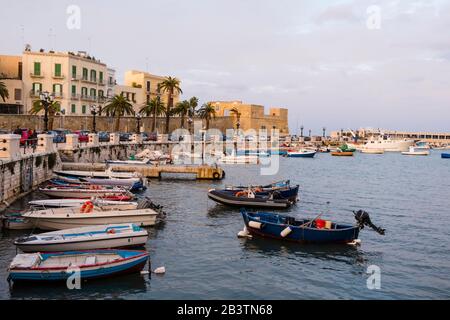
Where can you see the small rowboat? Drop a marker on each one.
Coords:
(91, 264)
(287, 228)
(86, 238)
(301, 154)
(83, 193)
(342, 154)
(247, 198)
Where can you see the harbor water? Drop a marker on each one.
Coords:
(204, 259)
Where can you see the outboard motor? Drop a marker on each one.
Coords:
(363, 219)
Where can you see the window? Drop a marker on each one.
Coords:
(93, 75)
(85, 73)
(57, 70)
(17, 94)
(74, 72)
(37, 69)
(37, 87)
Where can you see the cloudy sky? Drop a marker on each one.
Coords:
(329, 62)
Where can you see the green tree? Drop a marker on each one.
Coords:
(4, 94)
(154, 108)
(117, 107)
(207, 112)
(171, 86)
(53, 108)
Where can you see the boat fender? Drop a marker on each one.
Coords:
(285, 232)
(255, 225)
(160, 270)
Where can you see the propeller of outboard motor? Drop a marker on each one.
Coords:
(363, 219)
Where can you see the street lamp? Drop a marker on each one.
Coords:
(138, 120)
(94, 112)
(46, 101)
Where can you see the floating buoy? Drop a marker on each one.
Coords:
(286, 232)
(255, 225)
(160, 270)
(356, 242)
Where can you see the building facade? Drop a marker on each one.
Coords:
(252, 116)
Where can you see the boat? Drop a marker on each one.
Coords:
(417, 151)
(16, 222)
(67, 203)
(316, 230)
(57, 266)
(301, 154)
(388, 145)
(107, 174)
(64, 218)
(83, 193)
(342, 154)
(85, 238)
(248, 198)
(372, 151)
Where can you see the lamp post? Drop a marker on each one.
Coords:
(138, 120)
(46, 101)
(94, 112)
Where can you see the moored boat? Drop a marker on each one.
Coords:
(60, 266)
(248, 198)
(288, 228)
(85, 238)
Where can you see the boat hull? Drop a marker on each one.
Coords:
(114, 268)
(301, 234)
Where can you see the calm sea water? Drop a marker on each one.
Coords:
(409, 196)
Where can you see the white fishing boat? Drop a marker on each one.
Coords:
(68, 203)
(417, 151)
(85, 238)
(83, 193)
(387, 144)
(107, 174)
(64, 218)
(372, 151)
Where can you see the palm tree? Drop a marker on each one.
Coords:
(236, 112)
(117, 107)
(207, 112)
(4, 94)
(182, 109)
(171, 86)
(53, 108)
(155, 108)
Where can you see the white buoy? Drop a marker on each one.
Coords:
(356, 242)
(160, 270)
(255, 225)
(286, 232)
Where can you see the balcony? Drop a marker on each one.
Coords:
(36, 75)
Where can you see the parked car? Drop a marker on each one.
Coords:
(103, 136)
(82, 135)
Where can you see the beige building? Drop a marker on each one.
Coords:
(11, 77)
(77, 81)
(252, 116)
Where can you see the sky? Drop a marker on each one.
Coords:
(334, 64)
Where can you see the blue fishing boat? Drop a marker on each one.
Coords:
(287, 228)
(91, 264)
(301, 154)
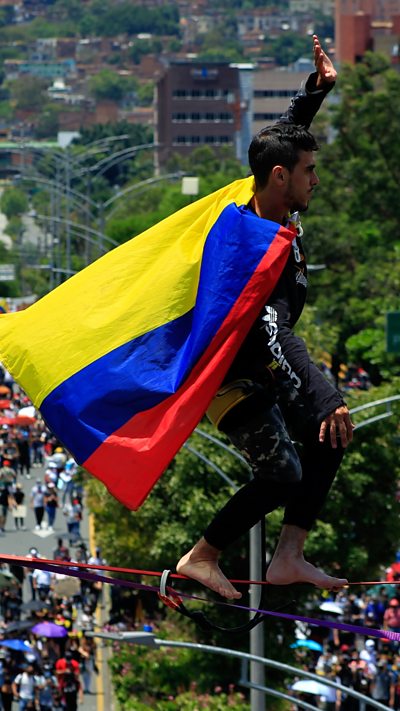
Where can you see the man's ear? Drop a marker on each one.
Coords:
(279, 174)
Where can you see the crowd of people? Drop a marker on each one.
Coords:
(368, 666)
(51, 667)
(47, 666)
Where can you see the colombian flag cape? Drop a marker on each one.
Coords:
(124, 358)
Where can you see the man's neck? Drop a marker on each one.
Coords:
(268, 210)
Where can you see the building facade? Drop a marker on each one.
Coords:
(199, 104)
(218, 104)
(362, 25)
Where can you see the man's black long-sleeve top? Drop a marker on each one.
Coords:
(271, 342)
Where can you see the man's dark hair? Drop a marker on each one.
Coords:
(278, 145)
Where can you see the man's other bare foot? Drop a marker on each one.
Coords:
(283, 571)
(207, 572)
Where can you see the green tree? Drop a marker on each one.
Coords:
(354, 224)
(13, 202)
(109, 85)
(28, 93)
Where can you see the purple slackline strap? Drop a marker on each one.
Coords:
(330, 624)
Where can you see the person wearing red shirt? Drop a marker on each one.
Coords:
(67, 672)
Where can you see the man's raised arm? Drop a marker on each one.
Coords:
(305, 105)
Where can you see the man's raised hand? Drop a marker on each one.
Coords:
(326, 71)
************
WHAT IS REQUIRED
Output the records exactly as they appear, skipping any pictures.

RESPONSE TO THE TASK
Where can you see the small rowboat? Drop a marker on each one.
Coords:
(91, 264)
(287, 228)
(86, 238)
(301, 154)
(83, 193)
(342, 154)
(247, 198)
Where can you see the harbor water? Drop a marker on each one.
Coords:
(204, 259)
Where can you see the outboard motor? Drop a marker on each one.
Coords:
(363, 219)
Where can you see the window? Drop a marker on each one.
Coords:
(93, 75)
(85, 73)
(57, 70)
(17, 94)
(74, 72)
(37, 69)
(37, 87)
Where can you see the cloudy sky? Drop a marker on each one.
Coords:
(329, 62)
Where can you see the green tree? Drop a marker on each one.
Coords:
(4, 94)
(154, 108)
(117, 107)
(207, 112)
(171, 86)
(53, 108)
Where can you see the boat fender? Drop a marker on each one.
Coords:
(285, 232)
(255, 225)
(160, 270)
Where can you see the propeller of outboard motor? Drop a marker on each one.
Coords:
(363, 219)
Where can you see the street lamp? Drop a marker on each one.
Coords:
(138, 120)
(94, 112)
(46, 101)
Where can you see the floating buoy? Drop a marker on each one.
Coords:
(286, 232)
(255, 225)
(160, 270)
(356, 242)
Where can you see the building facade? Drop a marker on each one.
Coords:
(252, 116)
Where can you see the boat? Drop a marker on each one.
Coords:
(417, 151)
(16, 222)
(67, 203)
(316, 230)
(57, 266)
(301, 154)
(388, 145)
(107, 174)
(64, 218)
(83, 193)
(342, 154)
(85, 238)
(248, 198)
(372, 151)
Where can you see the lamp post? Drop a marker on each one.
Coords:
(138, 120)
(46, 101)
(94, 112)
Where can you see the moored boat? Drop a marker on each one.
Coords:
(60, 266)
(248, 198)
(288, 228)
(85, 238)
Where can you see the boat hull? Drop a marker on each one.
Coords:
(114, 268)
(301, 234)
Where can you see the calm sea water? Drop a marker on each one.
Coords:
(409, 196)
Where can you see the white fishing boat? Drop a marker on each one.
Coords:
(68, 203)
(417, 151)
(85, 238)
(83, 193)
(387, 144)
(107, 174)
(64, 218)
(372, 151)
Where can you see the palm tree? Drop a marker on each one.
Coords:
(236, 112)
(117, 107)
(207, 112)
(4, 94)
(182, 109)
(171, 86)
(53, 108)
(155, 108)
Where can you see the white buoy? Drop a marker on each one.
Coords:
(356, 242)
(160, 270)
(255, 225)
(286, 232)
Where can you see the balcony? Drop a marker on each one.
Coords:
(36, 75)
Where can you see the parked car? Drop a marker on each one.
Coords:
(103, 136)
(82, 135)
Where can you see the beige building? Drop a marker on each one.
Coords:
(11, 77)
(77, 81)
(252, 116)
Where can you see the sky? Drop a marker on each one.
Coords:
(334, 64)
Where can you see the blue fishing boat? Drop a marker on each one.
Coords:
(287, 228)
(91, 264)
(301, 154)
Where can you see the man's ear? Drop a marker on each one.
Coords:
(279, 174)
Where can you see the crowd of people? Drop a marker on each one.
Coords:
(368, 666)
(51, 667)
(47, 666)
Where can you see the colombian flag cape? Drop a marker on each one.
Coords:
(124, 358)
Where can you see the man's neck? Drop a marker on each one.
Coords:
(268, 210)
Where can you see the building facade? Drop a marker on each one.
Coords:
(199, 104)
(218, 104)
(362, 25)
Where can you see the man's black long-sleeve top? Drop a marker on each one.
Coords:
(271, 342)
Where can you see the man's dark hair? Drop a marker on each one.
Coords:
(278, 145)
Where can you see the man's other bare foot? Drop a marker on each one.
Coords:
(283, 571)
(207, 572)
Where can you see the green tree? Drop a marker on each one.
Coords:
(354, 224)
(13, 202)
(109, 85)
(28, 93)
Where can you see the purple slackline strap? Drop a marker on each one.
Coords:
(330, 624)
Where can you see the person wearing red shirt? Drop a marker on each one.
Coords:
(67, 672)
Where can you see the man's raised arm? Drop a marker on each one.
Coords:
(305, 105)
Where can you see the man's raised hand? Drop a marker on each one.
Coords:
(326, 71)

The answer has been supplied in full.